## Article
..............................

Exhibit 99.1

							   Employee Name:
							   Address:
							   SSN:



			   OHIO CASUALTY CORPORATION
			      2005 INCENTIVE PLAN
		    INCENTIVE STOCK OPTION AWARD AGREEMENT
			       [EMPLOYEE'S NAME]

This Award Agreement describes the type of Award that you have been granted
and the terms and conditions that must be met before you may realize any value
associated with your Award.  To fully understand these terms and conditions,
you should:

     - Read this Award Agreement carefully along with the Plan and the
       Plan prospectus.

     - Contact the General Counsel at 513-603-2213 if you have any
       questions about your Award.

Also, you must sign both copies of this Award Agreement as the
"Optionee/Grantee", keeping one (1) copy for your file and returning one (1)
copy to Shareholder Relations in the enclosed self-addressed envelope no later
than [INSERT DATE].  After the Ohio Casualty Corporation (the "Company")
receives your signed Award Agreement, you will receive an acknowledgement of
receipt of the same.

Thank you for your continued commitment to the Company.




		   DESCRIPTION OF YOUR INCENTIVE STOCK OPTIONS
		   -------------------------------------------

Your Award Consists of Incentive Stock Options

     You have been awarded Incentive Stock Options (or "ISOs") to purchase
     common shares of the Company ("Stock").  Your ISOs are subject to the
     terms and conditions set forth in this Award Agreement and in the
     Plan.  The ISOs are intended to be incentive stock options that comply
     with Section 422 of the Code.

Grant Date

     Your ISOs were granted on [INSERT DATE].

Number of ISOs

     You have been granted [INSERT NUMBER] ISOs.  You may purchase one
     share of Stock for each ISO granted, but only if you meet the terms
     and conditions described in this Award Agreement and in the Plan.

Exercise Price
     You may exercise each vested ISO by paying [INSERT EXERCISE PRICE]
     [Exercise Price must be at least 100% of Fair Market Value; at
     least 110% of Fair Market Value for 10% Shareholders] to purchase one
     share of Stock.  When you purchase Stock by exercising an ISO, the ISO
     exercised is cancelled.

..............................

## Excerpted records
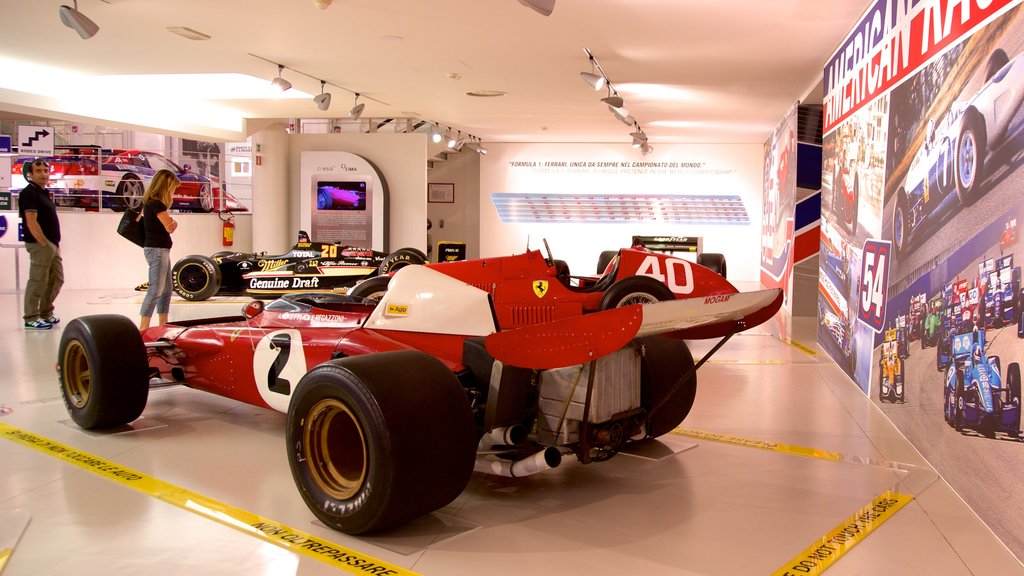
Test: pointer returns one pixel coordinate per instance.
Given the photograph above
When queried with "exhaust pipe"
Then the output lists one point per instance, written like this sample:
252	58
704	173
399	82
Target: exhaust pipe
504	436
544	460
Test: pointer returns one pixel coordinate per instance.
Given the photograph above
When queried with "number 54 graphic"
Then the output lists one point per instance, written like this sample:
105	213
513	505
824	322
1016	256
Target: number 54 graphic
873	281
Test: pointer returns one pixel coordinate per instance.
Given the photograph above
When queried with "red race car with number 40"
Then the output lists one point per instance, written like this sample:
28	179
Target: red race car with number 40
392	405
531	288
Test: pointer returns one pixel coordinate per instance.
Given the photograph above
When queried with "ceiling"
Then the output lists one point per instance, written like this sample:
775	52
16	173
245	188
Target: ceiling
689	71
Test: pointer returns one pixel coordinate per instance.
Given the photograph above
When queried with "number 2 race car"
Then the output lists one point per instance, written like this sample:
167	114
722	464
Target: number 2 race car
307	266
392	405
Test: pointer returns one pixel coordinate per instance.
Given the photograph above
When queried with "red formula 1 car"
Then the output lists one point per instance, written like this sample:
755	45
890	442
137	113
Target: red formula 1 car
392	405
530	288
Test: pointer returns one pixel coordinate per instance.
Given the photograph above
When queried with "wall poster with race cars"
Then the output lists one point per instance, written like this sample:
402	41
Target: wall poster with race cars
95	168
920	283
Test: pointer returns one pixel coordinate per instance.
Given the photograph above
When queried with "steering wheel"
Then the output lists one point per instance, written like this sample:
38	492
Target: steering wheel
548	259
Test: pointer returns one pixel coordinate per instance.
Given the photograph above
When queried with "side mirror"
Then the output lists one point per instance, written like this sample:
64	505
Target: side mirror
252	310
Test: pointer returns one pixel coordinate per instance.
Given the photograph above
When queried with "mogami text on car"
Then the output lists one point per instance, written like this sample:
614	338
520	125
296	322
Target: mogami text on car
392	405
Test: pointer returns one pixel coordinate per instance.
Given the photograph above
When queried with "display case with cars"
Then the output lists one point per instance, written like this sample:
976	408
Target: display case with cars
976	396
309	265
391	405
92	177
891	370
949	167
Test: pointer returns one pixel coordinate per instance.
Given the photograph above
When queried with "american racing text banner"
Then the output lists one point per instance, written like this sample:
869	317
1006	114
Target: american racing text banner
892	40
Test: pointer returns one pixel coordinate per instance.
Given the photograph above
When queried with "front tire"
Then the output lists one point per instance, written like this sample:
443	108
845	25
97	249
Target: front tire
970	158
196	278
635	290
102	370
371	447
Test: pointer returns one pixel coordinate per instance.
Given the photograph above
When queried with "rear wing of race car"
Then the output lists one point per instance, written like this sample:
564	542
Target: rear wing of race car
584	338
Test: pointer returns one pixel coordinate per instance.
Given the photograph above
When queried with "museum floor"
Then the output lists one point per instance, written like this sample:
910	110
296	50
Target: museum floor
780	454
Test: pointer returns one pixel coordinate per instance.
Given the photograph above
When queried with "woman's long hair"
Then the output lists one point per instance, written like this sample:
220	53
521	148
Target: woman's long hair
162	188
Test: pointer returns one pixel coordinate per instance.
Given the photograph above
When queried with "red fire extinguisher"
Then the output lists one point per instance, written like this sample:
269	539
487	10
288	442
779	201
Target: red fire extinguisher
228	231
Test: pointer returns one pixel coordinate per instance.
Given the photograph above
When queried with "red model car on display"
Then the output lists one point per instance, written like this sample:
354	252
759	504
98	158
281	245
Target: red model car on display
392	405
88	176
531	288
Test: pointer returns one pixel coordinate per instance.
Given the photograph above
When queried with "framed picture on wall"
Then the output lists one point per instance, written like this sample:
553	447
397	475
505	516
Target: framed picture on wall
440	192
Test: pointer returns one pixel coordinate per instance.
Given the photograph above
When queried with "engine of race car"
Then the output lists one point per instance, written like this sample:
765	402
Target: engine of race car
592	409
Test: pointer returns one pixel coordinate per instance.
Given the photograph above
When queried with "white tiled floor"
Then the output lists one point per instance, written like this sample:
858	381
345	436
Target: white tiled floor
715	508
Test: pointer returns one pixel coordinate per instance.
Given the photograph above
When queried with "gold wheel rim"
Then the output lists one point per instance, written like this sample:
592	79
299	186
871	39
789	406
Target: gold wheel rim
76	375
335	449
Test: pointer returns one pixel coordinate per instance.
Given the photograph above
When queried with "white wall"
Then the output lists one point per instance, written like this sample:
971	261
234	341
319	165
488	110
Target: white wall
727	169
460	220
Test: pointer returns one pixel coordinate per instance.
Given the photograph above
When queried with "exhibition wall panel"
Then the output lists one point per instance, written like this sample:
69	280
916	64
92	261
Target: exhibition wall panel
920	297
586	198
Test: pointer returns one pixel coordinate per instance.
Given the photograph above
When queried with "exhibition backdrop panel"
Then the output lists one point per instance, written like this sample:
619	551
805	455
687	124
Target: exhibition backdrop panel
920	280
588	198
778	203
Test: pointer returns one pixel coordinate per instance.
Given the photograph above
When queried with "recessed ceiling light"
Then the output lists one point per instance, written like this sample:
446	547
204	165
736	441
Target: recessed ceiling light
188	33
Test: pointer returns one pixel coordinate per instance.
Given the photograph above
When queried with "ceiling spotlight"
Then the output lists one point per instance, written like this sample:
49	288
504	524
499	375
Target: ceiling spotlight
279	82
78	22
543	6
356	111
596	81
323	99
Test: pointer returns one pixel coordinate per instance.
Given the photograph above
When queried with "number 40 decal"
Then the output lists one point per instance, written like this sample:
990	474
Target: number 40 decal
873	282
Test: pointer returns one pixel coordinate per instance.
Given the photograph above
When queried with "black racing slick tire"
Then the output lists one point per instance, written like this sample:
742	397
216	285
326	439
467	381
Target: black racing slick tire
102	370
196	278
635	290
665	362
400	258
604	258
377	440
371	289
714	261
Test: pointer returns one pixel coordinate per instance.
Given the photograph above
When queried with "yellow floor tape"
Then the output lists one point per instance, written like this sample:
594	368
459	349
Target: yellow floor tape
821	554
254	525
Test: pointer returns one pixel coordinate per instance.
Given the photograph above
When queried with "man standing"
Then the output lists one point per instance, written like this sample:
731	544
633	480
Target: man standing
42	240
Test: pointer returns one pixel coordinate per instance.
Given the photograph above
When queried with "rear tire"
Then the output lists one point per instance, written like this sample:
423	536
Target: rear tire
371	289
102	370
604	259
635	290
401	258
196	278
713	261
664	363
371	446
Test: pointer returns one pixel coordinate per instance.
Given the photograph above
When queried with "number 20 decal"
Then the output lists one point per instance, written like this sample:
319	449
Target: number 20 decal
279	364
873	282
678	275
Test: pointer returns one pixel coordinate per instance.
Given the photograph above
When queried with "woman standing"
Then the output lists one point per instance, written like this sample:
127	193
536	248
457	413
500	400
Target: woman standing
159	227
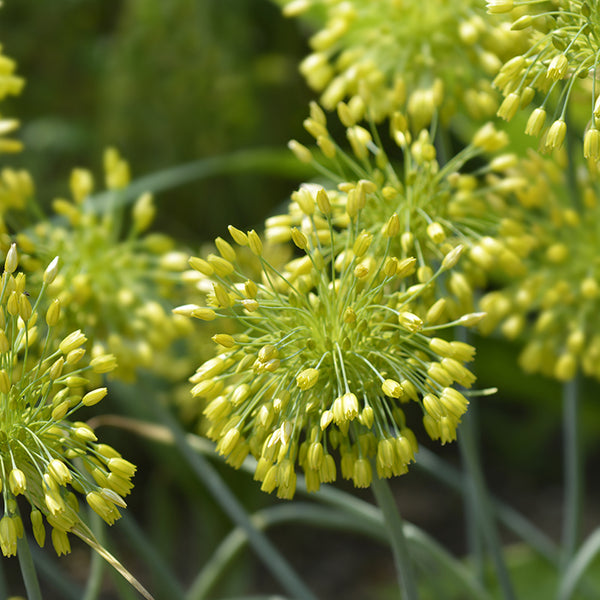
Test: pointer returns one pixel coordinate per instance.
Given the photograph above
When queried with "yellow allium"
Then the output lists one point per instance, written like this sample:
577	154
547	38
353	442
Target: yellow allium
115	278
561	59
386	54
555	307
425	204
326	351
45	456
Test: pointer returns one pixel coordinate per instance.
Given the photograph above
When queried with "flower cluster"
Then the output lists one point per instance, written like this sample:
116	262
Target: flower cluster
555	307
330	351
114	282
45	456
440	205
563	53
383	55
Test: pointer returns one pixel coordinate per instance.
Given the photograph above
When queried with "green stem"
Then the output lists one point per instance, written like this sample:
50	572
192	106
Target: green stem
572	471
394	525
272	559
3	586
53	576
359	510
482	505
167	585
94	582
470	499
507	515
32	585
311	514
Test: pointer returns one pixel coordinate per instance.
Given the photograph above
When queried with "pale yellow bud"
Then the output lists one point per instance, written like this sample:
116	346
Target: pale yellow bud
307	378
12	259
51	271
255	243
302	153
392	388
556	134
72	341
238	236
94	396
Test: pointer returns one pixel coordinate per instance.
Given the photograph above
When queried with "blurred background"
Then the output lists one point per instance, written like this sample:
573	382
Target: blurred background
171	83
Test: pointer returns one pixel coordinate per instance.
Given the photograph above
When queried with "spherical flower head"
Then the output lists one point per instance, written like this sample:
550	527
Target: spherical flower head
561	60
115	279
327	351
46	456
555	306
405	195
385	54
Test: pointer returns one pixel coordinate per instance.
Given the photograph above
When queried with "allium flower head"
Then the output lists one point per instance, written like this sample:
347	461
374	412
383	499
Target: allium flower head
327	353
555	307
115	277
563	54
387	53
438	205
46	456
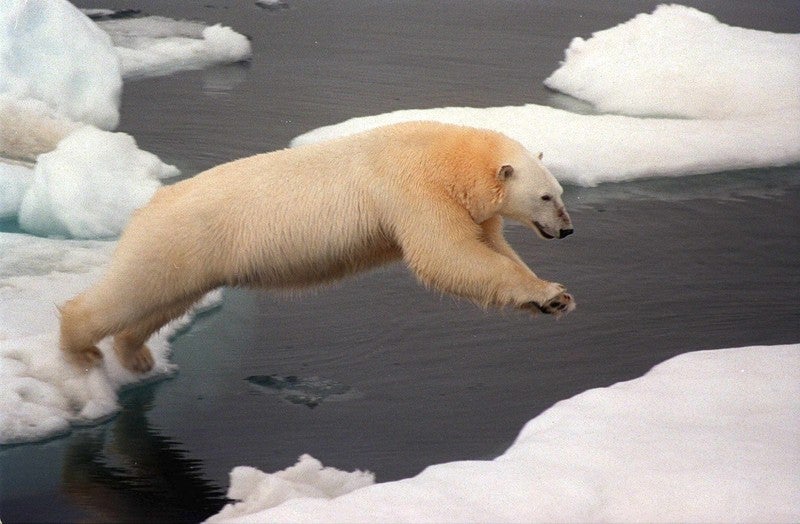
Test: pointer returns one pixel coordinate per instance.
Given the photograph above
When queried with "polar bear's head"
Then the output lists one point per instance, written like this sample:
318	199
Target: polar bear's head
533	197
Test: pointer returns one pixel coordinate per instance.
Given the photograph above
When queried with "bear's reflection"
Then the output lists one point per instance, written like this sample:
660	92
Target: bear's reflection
124	471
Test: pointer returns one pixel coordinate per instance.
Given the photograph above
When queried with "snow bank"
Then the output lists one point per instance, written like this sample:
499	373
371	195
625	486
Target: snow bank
50	51
706	436
41	395
679	61
744	117
90	185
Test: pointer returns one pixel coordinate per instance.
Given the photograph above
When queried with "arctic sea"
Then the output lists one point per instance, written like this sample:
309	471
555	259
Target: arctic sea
376	373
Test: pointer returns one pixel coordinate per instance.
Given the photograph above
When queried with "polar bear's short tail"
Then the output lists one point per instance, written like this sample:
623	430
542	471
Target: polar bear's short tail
29	128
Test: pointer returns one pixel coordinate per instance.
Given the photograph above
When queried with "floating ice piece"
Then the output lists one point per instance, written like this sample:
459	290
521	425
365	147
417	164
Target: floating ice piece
709	436
590	149
679	61
52	40
90	185
41	395
157	45
306	479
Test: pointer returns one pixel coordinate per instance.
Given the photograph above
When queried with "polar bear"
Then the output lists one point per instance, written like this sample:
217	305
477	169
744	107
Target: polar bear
433	195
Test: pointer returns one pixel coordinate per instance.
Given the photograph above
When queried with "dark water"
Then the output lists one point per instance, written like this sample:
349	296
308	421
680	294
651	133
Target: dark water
658	267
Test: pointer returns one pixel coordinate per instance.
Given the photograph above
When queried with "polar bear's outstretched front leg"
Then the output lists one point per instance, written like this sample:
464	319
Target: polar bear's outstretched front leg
449	252
493	236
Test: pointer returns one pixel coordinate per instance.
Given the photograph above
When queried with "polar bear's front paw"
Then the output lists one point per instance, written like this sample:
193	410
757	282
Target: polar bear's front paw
558	305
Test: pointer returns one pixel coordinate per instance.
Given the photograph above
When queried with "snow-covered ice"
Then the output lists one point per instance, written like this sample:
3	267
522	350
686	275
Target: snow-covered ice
708	436
156	45
679	61
729	118
52	52
90	184
41	395
64	173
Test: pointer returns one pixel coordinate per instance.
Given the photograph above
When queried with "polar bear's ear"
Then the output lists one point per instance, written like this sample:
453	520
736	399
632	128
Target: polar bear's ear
505	173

..............................

## Request
According to the award agreement, whom should an employee contact with questions about the Award, and at what number?

## Solution for this problem
The General Counsel, at 513-603-2213.